* **AIM**
From the material below, extract every line containing the string "hatchback", and treat uppercase and lowercase as different.

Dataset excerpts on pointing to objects
--*--

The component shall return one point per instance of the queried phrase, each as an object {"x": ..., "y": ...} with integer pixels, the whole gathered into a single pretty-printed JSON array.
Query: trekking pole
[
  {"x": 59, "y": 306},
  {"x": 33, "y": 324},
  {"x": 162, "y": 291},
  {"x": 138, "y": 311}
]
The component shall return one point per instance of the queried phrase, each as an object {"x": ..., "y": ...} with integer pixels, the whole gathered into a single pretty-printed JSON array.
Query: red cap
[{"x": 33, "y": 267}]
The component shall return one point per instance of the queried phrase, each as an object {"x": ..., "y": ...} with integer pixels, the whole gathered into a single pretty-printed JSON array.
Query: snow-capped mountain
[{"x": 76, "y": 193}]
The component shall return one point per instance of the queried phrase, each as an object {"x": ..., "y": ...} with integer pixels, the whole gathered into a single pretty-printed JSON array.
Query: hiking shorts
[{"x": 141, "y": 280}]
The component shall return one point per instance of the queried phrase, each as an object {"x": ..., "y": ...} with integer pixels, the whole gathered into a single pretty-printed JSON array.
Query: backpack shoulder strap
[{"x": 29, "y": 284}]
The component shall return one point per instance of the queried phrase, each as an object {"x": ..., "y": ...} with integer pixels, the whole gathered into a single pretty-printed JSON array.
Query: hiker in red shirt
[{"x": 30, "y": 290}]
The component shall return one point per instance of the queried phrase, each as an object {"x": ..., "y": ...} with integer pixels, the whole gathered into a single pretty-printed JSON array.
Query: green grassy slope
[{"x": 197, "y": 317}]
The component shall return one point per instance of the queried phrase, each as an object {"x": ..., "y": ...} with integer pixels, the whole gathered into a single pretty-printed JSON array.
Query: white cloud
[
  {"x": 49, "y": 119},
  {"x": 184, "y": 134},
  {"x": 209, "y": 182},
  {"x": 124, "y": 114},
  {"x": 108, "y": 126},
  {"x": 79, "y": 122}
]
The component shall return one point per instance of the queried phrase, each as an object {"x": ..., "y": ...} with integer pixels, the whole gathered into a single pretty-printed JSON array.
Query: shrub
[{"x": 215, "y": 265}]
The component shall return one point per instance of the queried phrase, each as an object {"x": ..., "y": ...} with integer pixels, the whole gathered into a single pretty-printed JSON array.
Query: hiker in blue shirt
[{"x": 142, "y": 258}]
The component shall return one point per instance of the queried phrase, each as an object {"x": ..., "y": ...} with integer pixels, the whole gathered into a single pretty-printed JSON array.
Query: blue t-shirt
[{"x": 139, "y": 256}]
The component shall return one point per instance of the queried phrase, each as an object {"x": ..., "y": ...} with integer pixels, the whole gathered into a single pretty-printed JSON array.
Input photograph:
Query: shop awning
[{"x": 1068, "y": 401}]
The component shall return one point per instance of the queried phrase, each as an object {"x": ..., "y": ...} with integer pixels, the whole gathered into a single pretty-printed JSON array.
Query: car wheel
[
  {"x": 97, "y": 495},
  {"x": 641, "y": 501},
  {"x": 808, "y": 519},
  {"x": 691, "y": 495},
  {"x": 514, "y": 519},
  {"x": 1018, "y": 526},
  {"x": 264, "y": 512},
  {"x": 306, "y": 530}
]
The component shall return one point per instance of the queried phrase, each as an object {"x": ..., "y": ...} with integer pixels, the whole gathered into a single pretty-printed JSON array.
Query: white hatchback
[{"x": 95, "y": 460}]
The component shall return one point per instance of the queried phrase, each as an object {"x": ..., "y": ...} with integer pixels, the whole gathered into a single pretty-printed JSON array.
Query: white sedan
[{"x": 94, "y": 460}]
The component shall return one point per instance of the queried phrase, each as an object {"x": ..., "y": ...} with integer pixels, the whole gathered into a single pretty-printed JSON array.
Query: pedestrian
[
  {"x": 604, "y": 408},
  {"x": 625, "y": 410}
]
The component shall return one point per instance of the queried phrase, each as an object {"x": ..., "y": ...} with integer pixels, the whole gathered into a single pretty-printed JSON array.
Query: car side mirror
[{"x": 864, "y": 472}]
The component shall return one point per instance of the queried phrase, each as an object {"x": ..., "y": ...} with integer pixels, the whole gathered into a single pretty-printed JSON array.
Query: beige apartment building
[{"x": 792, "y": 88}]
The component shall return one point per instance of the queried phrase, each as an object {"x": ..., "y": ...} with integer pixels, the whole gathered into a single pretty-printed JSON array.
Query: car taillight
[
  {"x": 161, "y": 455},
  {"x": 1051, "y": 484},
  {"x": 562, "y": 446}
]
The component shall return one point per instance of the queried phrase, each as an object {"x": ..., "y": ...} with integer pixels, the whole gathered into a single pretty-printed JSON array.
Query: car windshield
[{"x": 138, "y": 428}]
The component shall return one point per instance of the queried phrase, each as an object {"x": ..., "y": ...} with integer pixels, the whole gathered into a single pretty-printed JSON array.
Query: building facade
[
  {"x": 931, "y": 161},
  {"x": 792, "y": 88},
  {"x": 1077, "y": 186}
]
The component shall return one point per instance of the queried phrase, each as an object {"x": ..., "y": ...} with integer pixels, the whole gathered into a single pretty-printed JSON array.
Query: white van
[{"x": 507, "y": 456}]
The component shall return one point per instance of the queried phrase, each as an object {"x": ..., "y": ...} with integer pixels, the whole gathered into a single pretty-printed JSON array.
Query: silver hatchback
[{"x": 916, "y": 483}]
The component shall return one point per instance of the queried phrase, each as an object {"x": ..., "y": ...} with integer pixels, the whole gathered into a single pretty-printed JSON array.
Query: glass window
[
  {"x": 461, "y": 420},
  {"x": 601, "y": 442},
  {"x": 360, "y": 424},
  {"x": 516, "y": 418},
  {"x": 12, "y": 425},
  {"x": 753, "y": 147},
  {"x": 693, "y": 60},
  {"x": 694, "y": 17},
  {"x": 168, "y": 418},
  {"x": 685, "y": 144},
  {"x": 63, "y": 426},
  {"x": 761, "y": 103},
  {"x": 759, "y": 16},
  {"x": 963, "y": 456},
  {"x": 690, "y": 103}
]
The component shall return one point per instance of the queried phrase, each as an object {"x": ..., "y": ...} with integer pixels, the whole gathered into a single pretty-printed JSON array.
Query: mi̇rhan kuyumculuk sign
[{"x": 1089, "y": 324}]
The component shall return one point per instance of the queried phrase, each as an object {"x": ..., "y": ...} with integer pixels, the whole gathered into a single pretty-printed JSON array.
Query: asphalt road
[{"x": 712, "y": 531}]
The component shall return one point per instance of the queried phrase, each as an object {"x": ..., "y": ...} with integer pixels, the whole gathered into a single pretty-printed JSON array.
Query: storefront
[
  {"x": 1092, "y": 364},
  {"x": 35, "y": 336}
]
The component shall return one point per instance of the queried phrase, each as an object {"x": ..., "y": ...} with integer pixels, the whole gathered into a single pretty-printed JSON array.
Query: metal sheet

--*--

* **ANSWER FOR THIS EXERCISE**
Query: white hatchback
Query: silver hatchback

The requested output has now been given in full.